▶ ABOUT THIS EXERCISE
Only lines with the string "query" are wanted. Pull them out of the data.

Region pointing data
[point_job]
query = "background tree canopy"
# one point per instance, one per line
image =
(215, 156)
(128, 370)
...
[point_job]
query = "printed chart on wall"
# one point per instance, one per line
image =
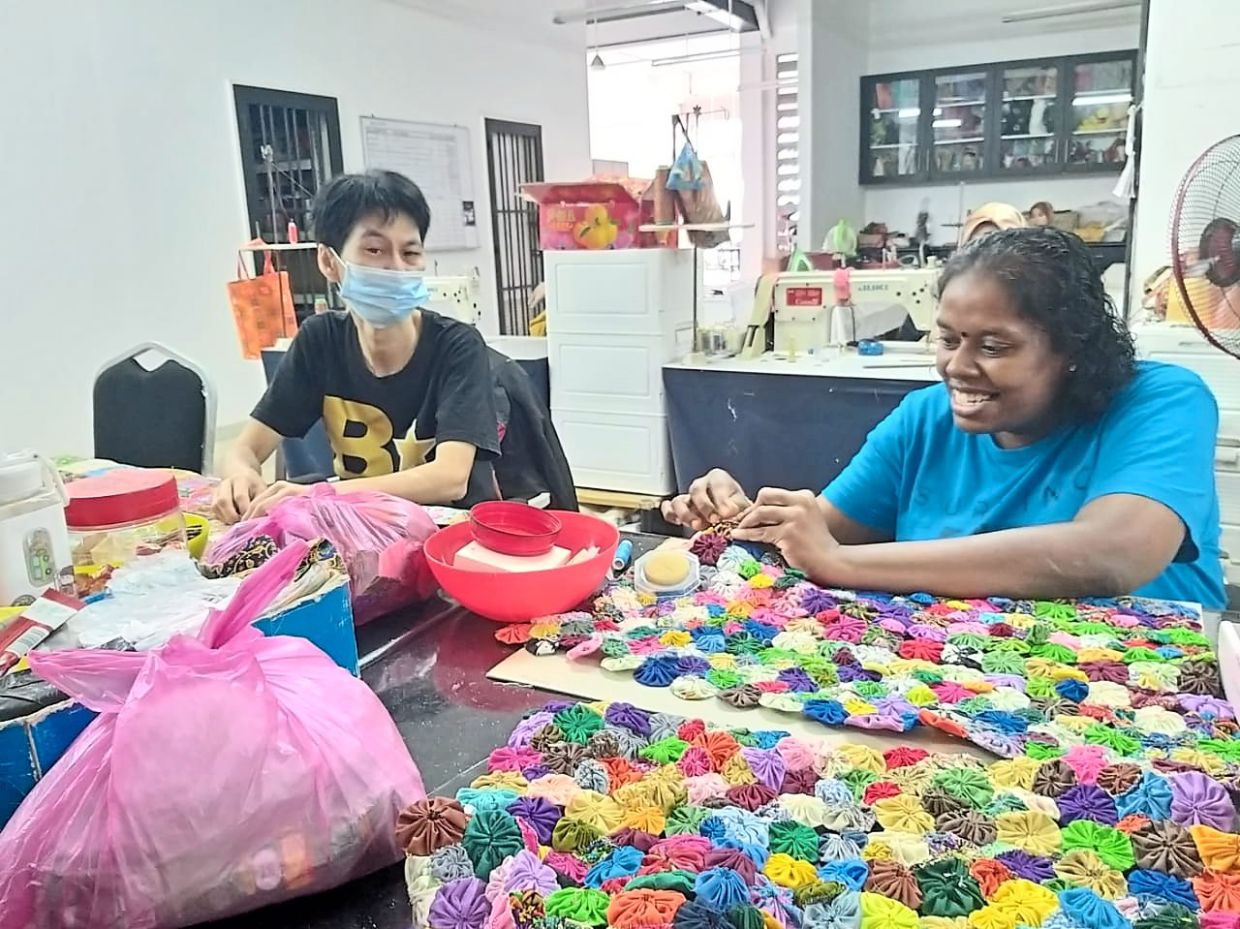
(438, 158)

▶ ANSWER FOR THIS EXERCISE
query = "background tree canopy"
query = "printed chart on wall"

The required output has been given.